WRITTEN TASK:
Please return every line of the records that contains the string "woman", matching case exactly.

DATA RECORDS:

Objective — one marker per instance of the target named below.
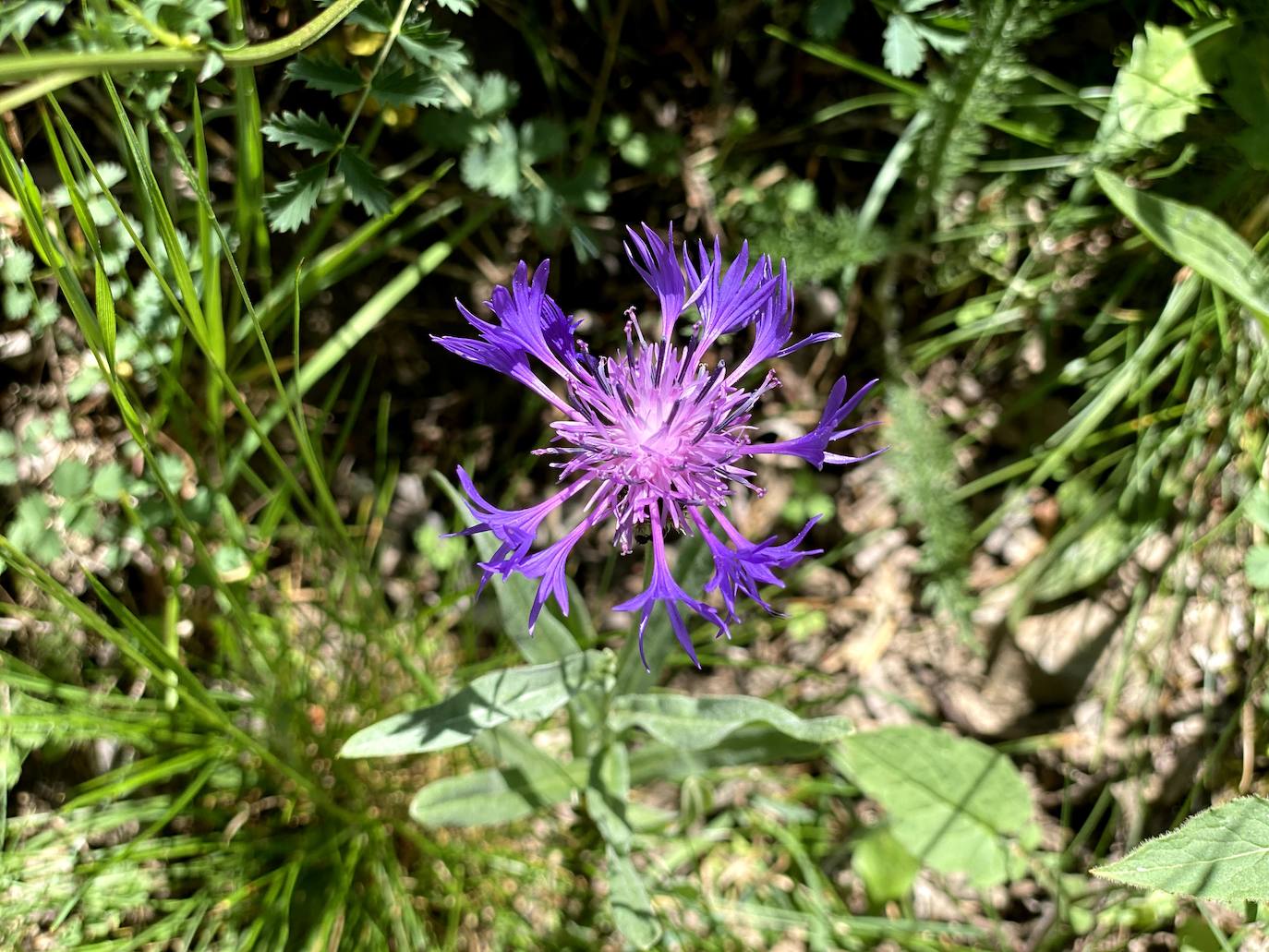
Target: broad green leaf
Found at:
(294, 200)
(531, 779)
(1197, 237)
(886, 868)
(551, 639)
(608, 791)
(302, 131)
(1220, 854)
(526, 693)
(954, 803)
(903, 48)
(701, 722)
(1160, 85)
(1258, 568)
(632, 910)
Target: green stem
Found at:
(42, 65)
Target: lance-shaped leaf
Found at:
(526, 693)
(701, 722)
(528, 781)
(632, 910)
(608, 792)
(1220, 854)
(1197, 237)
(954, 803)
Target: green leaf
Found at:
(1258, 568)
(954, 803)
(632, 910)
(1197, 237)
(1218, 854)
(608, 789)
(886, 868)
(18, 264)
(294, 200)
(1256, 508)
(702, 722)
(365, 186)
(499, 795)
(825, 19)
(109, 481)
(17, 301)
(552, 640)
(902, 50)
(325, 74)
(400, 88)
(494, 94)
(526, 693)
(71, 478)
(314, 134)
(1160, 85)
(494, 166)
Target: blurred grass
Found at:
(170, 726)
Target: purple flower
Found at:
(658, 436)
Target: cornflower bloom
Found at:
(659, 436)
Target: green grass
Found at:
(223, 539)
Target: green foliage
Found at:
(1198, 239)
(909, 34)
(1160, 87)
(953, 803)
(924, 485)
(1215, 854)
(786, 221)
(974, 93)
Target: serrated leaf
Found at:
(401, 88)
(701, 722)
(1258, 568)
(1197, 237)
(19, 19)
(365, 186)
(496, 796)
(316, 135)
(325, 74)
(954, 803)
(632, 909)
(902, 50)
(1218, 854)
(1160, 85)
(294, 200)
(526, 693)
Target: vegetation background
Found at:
* * *
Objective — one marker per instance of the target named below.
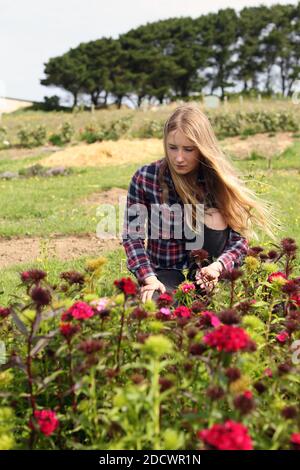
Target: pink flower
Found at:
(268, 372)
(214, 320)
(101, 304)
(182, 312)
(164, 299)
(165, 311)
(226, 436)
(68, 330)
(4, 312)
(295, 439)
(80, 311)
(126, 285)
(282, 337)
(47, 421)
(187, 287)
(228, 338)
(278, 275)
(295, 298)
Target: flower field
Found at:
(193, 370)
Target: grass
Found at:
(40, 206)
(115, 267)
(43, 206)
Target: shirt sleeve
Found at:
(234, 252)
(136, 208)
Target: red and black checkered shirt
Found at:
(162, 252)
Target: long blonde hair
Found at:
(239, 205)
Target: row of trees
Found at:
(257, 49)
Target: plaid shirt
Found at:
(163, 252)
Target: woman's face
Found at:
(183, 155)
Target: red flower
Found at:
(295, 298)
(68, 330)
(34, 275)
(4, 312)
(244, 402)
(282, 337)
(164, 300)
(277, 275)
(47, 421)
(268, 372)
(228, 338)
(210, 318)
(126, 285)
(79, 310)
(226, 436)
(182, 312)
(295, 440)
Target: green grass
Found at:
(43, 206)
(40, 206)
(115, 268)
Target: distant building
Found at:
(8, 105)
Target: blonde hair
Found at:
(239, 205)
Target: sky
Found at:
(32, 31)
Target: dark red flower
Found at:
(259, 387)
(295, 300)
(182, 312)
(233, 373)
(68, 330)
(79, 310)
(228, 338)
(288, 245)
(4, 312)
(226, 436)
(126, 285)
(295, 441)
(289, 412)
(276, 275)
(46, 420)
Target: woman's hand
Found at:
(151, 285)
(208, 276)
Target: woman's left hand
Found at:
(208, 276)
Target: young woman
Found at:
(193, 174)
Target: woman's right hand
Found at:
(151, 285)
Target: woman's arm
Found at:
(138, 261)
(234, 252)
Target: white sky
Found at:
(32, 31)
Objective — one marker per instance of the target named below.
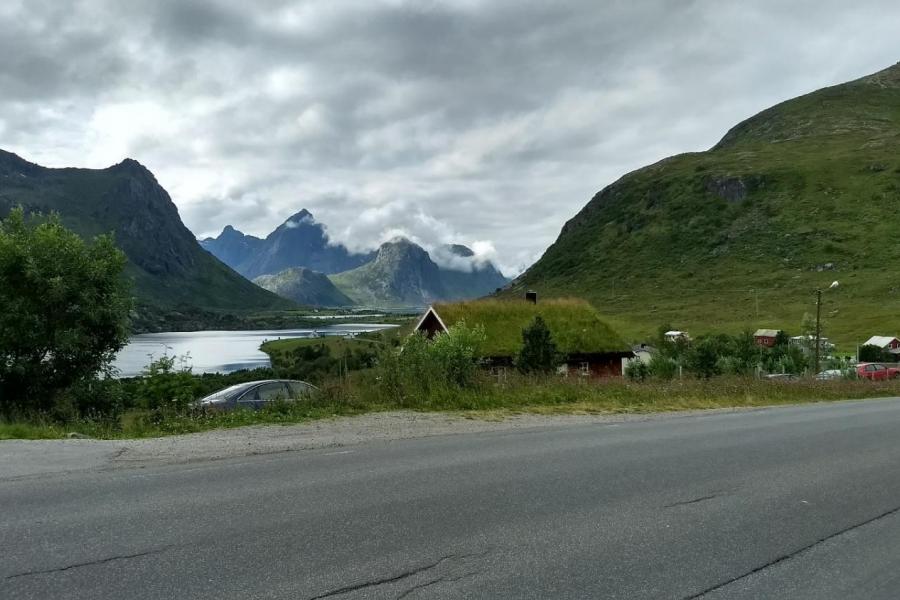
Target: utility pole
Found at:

TASK SOLUTION:
Target: woman's face
Target: woman's hand
Target: woman's left hand
Target: young woman
Target: woman's right hand
Target: woman's arm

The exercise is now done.